_STATED PROBLEM_: Reproduce all of the lines below, requests included, and shift each coordinate in the answers up by 90.

_LISTED ENTRIES_:
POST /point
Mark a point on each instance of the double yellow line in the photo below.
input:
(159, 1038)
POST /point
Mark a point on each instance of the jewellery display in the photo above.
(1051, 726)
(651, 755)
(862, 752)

_TASK RESPONSE_:
POST /point
Mark a point on each instance of the double yellow line in the photo below.
input:
(249, 1128)
POST /point
Mark a point on each instance of the jewellery display in the photo above.
(1141, 816)
(741, 845)
(952, 842)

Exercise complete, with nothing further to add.